GIVEN EXERCISE = List every line of the material below that contains the word "hillside", copying each line in full.

EXTRACTED DATA =
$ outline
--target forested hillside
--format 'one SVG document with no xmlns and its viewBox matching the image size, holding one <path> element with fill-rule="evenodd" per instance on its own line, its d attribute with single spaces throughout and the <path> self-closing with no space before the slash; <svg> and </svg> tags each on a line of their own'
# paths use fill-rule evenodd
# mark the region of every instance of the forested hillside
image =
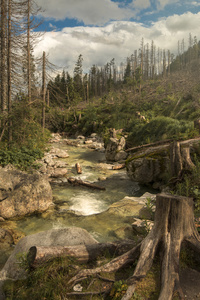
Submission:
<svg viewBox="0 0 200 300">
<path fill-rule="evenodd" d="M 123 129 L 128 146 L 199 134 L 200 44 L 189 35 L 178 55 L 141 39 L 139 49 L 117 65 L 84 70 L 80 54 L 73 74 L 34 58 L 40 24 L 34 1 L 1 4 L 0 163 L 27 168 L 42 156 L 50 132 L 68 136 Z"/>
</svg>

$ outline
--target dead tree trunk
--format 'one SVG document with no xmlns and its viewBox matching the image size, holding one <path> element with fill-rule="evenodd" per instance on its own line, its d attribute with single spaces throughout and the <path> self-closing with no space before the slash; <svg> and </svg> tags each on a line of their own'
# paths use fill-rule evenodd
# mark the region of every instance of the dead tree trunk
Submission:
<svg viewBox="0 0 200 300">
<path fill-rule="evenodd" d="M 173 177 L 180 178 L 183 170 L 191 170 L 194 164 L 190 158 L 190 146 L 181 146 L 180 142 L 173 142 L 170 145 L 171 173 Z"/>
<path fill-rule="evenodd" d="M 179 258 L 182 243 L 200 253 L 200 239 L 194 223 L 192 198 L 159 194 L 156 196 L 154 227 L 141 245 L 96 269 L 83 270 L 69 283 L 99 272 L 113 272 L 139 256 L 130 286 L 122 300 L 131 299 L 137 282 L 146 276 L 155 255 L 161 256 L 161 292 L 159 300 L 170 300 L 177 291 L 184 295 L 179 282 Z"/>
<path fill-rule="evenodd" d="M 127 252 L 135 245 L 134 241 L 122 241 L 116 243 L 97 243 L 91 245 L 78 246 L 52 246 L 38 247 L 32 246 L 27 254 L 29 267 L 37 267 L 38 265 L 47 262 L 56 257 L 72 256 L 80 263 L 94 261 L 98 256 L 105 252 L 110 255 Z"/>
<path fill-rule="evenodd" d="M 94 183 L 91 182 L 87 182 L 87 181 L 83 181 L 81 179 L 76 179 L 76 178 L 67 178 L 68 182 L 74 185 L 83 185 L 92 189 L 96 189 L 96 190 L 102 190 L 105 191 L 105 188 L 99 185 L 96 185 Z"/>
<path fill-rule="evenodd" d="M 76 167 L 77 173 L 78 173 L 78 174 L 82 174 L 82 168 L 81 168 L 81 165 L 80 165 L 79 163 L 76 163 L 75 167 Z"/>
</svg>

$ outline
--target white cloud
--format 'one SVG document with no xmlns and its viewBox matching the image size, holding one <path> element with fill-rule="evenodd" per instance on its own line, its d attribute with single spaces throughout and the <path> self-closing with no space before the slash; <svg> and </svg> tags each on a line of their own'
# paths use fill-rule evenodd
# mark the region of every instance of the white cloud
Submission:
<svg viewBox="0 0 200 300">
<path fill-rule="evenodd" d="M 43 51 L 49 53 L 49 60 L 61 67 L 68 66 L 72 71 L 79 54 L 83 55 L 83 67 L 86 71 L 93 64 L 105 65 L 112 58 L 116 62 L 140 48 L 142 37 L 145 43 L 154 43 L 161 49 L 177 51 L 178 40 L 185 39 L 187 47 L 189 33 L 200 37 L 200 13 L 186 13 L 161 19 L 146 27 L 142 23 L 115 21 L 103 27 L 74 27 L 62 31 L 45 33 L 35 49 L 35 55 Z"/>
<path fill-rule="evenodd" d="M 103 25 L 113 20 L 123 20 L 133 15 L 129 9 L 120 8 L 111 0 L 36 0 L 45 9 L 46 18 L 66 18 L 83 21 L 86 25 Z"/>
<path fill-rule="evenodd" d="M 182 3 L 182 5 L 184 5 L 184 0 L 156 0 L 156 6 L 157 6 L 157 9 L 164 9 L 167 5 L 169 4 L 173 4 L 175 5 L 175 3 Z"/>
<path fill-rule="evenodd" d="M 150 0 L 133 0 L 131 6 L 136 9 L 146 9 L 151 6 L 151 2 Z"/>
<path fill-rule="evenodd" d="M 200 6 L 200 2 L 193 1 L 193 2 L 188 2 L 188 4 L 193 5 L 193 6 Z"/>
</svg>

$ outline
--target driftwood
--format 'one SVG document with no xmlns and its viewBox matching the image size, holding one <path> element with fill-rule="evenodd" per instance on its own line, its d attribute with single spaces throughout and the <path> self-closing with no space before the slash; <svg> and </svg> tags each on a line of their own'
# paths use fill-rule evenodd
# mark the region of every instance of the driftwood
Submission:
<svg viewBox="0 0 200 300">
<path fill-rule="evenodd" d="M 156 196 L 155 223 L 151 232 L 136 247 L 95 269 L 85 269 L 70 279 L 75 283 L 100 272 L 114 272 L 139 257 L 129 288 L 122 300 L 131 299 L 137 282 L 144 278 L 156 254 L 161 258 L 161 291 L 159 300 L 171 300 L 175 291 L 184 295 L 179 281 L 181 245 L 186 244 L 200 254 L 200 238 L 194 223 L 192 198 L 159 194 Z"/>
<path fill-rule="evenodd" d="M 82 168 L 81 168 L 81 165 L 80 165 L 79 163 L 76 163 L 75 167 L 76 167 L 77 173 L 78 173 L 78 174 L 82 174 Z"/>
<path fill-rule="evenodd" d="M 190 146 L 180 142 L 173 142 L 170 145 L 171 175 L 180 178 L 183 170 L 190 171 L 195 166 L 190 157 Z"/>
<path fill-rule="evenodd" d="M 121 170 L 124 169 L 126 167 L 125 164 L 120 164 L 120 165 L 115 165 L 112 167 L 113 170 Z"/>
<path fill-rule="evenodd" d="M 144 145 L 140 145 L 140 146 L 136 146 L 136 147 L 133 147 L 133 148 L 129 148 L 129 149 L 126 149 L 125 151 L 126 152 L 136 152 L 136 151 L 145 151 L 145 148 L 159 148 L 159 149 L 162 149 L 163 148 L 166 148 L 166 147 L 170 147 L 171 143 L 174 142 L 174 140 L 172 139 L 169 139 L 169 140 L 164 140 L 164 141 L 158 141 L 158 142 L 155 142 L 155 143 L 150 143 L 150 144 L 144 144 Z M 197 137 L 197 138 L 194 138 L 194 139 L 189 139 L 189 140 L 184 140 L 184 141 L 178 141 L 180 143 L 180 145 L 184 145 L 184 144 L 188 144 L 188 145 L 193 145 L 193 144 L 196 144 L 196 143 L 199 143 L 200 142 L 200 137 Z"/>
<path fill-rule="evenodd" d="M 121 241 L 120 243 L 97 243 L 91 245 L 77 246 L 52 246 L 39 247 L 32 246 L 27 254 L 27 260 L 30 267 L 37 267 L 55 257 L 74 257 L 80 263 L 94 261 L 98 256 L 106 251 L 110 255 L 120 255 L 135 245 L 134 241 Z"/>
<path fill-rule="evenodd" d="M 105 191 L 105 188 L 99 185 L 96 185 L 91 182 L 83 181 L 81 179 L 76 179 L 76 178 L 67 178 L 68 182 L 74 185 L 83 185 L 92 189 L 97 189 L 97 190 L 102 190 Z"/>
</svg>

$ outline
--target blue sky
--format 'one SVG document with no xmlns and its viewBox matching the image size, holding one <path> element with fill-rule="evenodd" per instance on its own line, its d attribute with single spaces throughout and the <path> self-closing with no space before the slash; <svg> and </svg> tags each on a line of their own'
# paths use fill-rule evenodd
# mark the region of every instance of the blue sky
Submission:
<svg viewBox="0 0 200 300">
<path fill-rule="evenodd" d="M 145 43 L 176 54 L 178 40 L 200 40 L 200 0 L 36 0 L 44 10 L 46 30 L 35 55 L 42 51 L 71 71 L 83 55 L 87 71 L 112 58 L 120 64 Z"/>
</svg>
...
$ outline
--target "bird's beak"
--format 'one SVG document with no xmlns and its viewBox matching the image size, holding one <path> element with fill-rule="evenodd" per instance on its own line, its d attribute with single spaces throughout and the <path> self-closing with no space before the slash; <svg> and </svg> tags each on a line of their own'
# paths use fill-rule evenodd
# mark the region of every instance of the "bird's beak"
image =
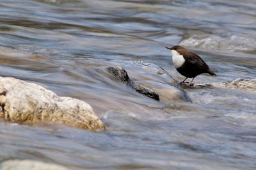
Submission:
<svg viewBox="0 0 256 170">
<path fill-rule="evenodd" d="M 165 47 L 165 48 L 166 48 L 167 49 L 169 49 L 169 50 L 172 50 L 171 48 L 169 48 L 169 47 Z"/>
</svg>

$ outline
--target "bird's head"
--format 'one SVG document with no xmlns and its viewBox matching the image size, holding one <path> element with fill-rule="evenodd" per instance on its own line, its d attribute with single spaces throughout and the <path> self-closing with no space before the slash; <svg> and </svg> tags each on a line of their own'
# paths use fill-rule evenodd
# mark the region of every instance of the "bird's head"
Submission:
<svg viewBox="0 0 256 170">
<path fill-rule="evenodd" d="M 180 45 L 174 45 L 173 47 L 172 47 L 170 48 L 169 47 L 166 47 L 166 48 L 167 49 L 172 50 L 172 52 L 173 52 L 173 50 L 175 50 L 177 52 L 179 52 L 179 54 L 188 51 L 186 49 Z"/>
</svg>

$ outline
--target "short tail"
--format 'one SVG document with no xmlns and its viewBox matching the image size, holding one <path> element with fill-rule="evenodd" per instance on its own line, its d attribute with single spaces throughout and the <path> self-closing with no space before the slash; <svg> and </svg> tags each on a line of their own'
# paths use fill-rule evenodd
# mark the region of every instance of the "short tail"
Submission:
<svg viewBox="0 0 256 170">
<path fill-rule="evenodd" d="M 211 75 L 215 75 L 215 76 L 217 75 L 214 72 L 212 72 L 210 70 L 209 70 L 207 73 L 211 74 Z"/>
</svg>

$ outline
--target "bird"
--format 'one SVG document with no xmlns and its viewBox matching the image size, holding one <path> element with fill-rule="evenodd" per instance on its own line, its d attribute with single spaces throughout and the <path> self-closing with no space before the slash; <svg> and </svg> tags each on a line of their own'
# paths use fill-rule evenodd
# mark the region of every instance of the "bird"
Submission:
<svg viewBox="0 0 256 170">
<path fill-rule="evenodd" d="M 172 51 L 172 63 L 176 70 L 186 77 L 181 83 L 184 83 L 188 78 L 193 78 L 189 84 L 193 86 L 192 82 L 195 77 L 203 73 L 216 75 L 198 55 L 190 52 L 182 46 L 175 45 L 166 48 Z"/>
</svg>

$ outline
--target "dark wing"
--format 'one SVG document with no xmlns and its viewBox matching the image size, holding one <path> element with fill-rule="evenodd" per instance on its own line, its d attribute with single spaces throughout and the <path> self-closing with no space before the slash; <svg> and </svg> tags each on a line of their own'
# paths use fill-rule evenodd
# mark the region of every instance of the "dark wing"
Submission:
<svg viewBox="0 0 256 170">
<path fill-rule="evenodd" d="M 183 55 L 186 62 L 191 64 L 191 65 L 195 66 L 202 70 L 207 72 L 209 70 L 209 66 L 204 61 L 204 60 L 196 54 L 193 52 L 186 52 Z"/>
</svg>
--
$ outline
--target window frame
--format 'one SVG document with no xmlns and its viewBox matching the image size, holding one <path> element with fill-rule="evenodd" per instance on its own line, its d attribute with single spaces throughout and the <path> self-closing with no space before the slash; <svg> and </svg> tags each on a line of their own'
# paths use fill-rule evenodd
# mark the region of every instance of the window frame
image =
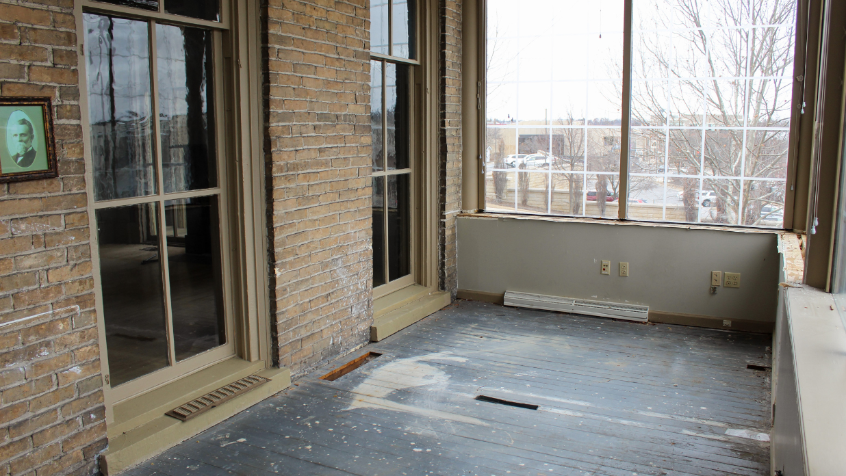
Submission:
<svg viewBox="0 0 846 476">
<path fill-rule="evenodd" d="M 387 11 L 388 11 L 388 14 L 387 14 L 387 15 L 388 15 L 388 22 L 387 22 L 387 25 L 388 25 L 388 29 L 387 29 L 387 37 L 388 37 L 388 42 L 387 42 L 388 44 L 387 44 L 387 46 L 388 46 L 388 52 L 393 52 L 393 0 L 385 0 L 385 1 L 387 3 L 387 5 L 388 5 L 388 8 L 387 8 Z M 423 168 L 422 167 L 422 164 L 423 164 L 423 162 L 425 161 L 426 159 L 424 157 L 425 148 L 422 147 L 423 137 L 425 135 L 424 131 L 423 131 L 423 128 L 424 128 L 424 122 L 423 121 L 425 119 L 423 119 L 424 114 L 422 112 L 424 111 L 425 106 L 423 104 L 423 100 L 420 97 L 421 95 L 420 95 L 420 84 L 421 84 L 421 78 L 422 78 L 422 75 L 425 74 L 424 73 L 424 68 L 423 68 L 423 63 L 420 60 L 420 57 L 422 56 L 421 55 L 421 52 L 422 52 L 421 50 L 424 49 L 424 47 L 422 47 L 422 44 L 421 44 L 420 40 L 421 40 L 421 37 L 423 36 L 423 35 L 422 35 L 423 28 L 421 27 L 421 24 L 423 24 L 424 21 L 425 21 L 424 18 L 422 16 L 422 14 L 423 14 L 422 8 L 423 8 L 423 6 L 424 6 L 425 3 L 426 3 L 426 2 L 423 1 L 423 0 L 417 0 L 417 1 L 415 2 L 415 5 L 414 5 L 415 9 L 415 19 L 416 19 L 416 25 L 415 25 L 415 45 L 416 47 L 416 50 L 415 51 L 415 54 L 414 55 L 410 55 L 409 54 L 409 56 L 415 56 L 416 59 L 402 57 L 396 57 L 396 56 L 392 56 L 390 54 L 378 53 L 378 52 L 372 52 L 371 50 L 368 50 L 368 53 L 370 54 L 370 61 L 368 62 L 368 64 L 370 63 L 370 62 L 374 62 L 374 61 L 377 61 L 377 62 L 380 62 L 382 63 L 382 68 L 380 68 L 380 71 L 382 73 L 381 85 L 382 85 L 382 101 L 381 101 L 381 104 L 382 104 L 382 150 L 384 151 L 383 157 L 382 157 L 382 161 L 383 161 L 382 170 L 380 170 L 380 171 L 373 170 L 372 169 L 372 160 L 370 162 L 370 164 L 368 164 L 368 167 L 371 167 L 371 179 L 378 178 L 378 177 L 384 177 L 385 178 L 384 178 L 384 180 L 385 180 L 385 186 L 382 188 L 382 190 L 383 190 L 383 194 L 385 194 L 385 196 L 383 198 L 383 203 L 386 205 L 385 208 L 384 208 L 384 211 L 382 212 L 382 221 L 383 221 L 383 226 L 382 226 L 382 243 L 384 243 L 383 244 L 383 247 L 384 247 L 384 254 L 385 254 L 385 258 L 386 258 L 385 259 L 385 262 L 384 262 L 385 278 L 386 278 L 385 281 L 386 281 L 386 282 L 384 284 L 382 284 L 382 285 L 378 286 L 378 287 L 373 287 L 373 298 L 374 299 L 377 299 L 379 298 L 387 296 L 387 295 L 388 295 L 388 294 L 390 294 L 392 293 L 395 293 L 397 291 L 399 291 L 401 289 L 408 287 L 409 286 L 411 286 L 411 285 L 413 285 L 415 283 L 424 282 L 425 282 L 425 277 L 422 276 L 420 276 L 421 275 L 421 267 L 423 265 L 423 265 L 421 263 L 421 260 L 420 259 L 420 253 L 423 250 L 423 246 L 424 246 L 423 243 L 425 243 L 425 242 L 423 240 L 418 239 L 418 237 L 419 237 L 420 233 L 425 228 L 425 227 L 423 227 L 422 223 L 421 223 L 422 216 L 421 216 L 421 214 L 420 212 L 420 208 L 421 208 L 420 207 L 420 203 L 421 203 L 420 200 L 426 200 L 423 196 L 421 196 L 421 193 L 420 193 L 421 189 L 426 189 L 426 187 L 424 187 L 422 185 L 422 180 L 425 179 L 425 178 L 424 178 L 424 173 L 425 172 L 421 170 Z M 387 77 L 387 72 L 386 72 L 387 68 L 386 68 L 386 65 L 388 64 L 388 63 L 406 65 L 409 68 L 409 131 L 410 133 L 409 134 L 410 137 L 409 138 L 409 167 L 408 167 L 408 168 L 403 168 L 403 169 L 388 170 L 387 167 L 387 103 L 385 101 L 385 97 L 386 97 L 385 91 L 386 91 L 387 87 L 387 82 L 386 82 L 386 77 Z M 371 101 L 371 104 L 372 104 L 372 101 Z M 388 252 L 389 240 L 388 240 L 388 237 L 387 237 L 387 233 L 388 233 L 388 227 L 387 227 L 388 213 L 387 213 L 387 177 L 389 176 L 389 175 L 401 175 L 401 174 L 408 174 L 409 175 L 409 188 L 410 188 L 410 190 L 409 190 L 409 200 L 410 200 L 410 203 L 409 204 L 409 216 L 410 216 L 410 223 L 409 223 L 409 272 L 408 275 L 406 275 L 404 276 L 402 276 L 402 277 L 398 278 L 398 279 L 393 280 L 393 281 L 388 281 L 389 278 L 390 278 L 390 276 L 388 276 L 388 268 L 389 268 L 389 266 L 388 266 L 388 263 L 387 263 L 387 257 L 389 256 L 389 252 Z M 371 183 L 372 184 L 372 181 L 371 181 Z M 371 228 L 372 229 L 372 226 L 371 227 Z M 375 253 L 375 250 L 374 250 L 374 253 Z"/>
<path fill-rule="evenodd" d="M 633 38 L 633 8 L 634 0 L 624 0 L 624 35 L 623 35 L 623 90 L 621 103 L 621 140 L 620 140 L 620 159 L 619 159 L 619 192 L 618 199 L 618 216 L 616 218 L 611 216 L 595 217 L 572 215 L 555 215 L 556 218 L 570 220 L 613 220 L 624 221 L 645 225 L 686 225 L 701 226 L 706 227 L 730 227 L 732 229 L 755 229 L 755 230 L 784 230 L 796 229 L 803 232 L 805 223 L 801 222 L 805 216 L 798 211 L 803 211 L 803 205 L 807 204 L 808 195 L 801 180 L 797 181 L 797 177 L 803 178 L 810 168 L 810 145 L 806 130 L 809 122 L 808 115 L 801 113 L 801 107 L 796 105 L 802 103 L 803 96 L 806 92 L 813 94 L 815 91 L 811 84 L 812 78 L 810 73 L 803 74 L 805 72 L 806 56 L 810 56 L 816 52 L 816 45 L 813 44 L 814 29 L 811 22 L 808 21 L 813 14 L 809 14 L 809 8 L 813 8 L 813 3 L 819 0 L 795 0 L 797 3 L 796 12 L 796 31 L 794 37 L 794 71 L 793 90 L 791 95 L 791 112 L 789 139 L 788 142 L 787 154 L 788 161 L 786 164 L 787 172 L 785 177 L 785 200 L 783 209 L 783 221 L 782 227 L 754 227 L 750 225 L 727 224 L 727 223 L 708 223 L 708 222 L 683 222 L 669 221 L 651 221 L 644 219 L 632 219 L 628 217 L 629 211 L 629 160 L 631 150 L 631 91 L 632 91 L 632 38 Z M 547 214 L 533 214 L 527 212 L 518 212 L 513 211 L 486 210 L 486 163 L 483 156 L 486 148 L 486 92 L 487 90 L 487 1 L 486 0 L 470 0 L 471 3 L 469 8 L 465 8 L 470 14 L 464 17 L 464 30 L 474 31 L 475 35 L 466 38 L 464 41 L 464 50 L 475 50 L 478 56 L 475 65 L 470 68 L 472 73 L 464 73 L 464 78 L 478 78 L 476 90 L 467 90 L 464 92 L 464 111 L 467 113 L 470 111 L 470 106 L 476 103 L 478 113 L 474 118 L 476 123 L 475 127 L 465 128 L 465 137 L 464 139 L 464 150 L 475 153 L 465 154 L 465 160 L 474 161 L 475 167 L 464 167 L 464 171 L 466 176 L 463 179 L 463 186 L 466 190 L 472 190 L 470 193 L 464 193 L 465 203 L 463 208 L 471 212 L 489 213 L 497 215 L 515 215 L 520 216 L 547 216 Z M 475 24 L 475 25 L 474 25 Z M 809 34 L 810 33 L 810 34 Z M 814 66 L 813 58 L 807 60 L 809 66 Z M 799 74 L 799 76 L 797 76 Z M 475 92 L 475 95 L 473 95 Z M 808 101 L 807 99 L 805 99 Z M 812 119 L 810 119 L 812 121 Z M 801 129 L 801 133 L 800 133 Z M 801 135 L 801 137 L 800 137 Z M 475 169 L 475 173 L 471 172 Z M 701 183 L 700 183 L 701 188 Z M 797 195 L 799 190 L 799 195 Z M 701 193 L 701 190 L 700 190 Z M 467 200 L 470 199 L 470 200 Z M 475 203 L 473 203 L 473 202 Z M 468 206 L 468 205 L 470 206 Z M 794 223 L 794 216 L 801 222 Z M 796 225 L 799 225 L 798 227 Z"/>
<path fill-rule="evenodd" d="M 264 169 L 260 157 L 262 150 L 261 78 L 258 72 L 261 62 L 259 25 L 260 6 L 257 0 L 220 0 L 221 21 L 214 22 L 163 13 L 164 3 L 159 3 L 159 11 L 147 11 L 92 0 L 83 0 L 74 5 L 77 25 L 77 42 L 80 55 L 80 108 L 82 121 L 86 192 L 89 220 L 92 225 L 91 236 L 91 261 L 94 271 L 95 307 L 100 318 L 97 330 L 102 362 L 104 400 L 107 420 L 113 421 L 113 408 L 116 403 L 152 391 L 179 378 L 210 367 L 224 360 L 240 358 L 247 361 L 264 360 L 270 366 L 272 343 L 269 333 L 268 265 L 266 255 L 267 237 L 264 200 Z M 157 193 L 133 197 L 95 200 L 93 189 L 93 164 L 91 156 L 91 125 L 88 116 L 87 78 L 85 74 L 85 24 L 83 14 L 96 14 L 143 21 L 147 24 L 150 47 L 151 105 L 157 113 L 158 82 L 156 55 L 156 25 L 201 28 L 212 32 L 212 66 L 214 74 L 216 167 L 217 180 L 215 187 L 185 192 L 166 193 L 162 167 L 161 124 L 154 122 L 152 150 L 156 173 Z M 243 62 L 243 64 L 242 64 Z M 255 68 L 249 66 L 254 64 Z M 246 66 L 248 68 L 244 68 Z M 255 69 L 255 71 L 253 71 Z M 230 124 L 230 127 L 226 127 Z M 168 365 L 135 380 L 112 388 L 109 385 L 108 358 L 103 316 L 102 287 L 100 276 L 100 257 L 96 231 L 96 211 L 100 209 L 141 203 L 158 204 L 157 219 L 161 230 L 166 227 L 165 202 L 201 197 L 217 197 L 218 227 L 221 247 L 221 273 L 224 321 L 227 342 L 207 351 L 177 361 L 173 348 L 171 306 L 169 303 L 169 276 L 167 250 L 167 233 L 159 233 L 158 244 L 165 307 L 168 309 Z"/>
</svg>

SOLUTION TO THE EXERCISE =
--target forested hillside
# mark the region of every instance of the forested hillside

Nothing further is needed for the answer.